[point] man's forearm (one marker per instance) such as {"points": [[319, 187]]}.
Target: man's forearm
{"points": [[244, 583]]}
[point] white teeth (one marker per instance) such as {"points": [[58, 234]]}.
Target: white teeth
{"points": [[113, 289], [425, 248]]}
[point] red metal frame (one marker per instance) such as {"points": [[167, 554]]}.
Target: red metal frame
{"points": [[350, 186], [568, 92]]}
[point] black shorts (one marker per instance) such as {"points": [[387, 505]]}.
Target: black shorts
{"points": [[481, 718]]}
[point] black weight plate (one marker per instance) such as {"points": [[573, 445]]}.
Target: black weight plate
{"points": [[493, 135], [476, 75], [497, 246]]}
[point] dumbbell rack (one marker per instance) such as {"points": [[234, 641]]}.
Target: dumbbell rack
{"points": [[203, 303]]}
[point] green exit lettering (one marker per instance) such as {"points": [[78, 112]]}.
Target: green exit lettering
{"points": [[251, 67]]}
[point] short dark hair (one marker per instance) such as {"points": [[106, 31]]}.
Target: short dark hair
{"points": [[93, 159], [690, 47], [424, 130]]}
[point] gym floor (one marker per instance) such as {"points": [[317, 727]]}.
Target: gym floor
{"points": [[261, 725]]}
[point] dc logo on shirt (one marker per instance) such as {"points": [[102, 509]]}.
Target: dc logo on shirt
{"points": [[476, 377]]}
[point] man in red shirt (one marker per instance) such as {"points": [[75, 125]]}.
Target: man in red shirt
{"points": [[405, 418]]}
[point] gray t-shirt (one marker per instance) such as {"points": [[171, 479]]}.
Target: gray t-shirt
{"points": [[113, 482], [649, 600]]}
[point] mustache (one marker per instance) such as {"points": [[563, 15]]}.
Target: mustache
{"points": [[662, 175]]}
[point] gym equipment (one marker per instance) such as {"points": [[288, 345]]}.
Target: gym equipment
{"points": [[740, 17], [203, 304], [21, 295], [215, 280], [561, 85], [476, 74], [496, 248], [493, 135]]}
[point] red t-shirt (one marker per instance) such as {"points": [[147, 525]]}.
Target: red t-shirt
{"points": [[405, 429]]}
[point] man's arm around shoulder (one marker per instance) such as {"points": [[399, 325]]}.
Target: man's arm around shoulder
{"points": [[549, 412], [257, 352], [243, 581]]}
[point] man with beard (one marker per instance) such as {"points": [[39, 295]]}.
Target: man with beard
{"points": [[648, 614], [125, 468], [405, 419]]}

☆ ☆ ☆ ☆

**Required work:**
Please output every record, keeping each line exact.

**Correct response:**
[point] man's forearm (one marker per instance) such as {"points": [[319, 187]]}.
Target: man's forearm
{"points": [[244, 583]]}
[point] white teeth (one marker per instance) such as {"points": [[58, 234]]}.
Target: white teeth
{"points": [[113, 289], [425, 248]]}
[point] red metal frame (one marker per instance) such as {"points": [[167, 554]]}.
Target: red metal frame
{"points": [[350, 186], [568, 92]]}
[point] black shorts (one marker per instance) such as {"points": [[387, 505]]}.
Target: black shorts
{"points": [[481, 718]]}
[point] black weight plate (one marker per instance) such as {"points": [[573, 445]]}.
Target: black weight plate
{"points": [[493, 135], [476, 75], [497, 246]]}
[point] dumbbell rack (one marker per instance) such as {"points": [[234, 641]]}.
Target: dumbbell rack
{"points": [[203, 303]]}
[point] green exit lettering (one marker per instance) such as {"points": [[78, 112]]}.
Target: green exit lettering
{"points": [[251, 67]]}
[point] short dark hair (one marker per instance) such as {"points": [[106, 31]]}.
Target: short dark hair
{"points": [[93, 159], [690, 47], [424, 130]]}
[point] gym floor (one marker per instance) such as {"points": [[317, 727]]}.
Target: gym floor
{"points": [[261, 725]]}
[point] dc logo on shirt (one marker per instance) such as {"points": [[102, 509]]}.
Target: dc logo on shirt
{"points": [[476, 377]]}
[point] man in red shirt (one marker per instance) such as {"points": [[75, 125]]}.
Target: man in red shirt
{"points": [[405, 418]]}
[point] gray t-shirt (one marker per instance) such as {"points": [[171, 479]]}.
Target: gray t-shirt
{"points": [[113, 482], [649, 600]]}
[point] mustache (one marker per instance) such as {"points": [[563, 15]]}.
Target: mustache
{"points": [[662, 175]]}
[point] gym equipment (one marker per instance) such as {"points": [[288, 345]]}.
Target: gym equipment
{"points": [[740, 17], [203, 304], [21, 295], [215, 280], [561, 85], [476, 74], [496, 248], [493, 135]]}
[point] red t-shirt (one marker per instance) such as {"points": [[147, 525]]}.
Target: red t-shirt
{"points": [[405, 429]]}
[point] man's arm around shoulder (one marker per instance) such as {"points": [[399, 325]]}.
Target: man's arm around shoulder
{"points": [[549, 412], [257, 352], [243, 581]]}
[point] man with beard (one marker per instance) such as {"points": [[39, 295]]}.
Target: man with beard
{"points": [[648, 614], [125, 468], [405, 419]]}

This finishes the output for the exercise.